*** Opening of Extracted information ***

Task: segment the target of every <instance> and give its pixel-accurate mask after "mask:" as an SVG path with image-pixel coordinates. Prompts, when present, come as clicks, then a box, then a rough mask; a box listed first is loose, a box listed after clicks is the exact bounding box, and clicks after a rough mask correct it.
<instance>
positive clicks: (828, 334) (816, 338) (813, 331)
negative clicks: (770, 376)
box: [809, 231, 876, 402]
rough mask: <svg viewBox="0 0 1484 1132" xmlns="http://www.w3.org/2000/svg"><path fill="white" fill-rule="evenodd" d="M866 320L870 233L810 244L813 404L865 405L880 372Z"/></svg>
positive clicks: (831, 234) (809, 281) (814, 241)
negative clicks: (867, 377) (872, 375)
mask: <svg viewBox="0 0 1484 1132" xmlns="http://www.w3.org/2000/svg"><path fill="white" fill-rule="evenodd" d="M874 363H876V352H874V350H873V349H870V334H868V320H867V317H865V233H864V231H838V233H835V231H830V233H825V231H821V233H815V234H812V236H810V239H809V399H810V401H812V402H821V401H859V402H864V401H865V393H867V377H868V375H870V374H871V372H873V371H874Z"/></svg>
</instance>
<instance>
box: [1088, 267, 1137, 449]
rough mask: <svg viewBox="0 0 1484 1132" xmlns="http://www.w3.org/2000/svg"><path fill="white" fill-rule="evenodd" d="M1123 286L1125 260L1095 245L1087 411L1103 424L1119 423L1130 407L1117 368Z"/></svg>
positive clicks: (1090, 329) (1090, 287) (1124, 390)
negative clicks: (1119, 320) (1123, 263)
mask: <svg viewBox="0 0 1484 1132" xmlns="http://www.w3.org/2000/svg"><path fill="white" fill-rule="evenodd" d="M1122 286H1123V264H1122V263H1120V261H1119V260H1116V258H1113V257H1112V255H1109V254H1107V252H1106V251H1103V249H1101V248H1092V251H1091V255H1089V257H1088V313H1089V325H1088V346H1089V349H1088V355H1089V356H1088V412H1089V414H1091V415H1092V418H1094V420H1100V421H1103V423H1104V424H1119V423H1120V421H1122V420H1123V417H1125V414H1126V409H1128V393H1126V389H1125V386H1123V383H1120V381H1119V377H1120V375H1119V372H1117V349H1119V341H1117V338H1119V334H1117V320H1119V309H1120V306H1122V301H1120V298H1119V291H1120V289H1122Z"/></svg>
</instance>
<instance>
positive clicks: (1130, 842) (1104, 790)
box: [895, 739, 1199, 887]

*** Close of Extracted information ***

- Requirement
Extract every line of the material above and reproduce each one verbatim.

- Answer box
Task: segment the target of every <instance> and give its pixel-accurate mask after "mask:" as an SVG path with image-pixel coordinates. Prompts, when present, come as clicks, then a box, then a rough mask; a box listed first is loose, a box listed after clicks is the exact bounding box, and clicks after a rough mask correct it.
<instance>
positive clicks: (828, 334) (816, 338) (813, 331)
negative clicks: (770, 376)
box: [809, 231, 876, 402]
rough mask: <svg viewBox="0 0 1484 1132" xmlns="http://www.w3.org/2000/svg"><path fill="white" fill-rule="evenodd" d="M866 320L870 233L810 244L813 404L865 405L880 372Z"/></svg>
positive clicks: (831, 234) (809, 281) (814, 241)
negative clicks: (867, 377) (872, 375)
mask: <svg viewBox="0 0 1484 1132" xmlns="http://www.w3.org/2000/svg"><path fill="white" fill-rule="evenodd" d="M874 363H876V352H874V350H873V349H870V334H868V320H867V317H865V233H864V231H838V233H835V231H830V233H825V231H821V233H815V234H812V236H810V239H809V399H810V401H812V402H821V401H859V402H864V401H865V393H867V377H868V375H870V374H871V372H873V371H874Z"/></svg>
</instance>
<instance>
box: [1088, 267, 1137, 449]
rough mask: <svg viewBox="0 0 1484 1132" xmlns="http://www.w3.org/2000/svg"><path fill="white" fill-rule="evenodd" d="M1123 286L1125 260L1095 245L1087 411L1103 424L1119 423L1130 407L1117 368Z"/></svg>
positive clicks: (1090, 329) (1090, 287) (1124, 390)
negative clicks: (1119, 320) (1123, 263)
mask: <svg viewBox="0 0 1484 1132" xmlns="http://www.w3.org/2000/svg"><path fill="white" fill-rule="evenodd" d="M1122 286H1123V264H1122V263H1120V261H1119V260H1116V258H1113V257H1112V255H1109V254H1107V252H1106V251H1103V249H1101V248H1092V251H1091V255H1089V257H1088V313H1089V325H1088V346H1089V349H1088V355H1089V356H1088V412H1089V414H1091V415H1092V418H1094V420H1100V421H1103V423H1104V424H1119V423H1120V421H1122V420H1123V417H1125V414H1126V409H1128V393H1126V389H1125V386H1123V383H1120V381H1119V377H1120V375H1119V372H1117V349H1119V341H1117V338H1119V334H1117V320H1119V309H1120V306H1122V301H1120V298H1119V291H1120V289H1122Z"/></svg>
</instance>
<instance>
positive clicks: (1130, 842) (1104, 790)
box: [895, 739, 1199, 887]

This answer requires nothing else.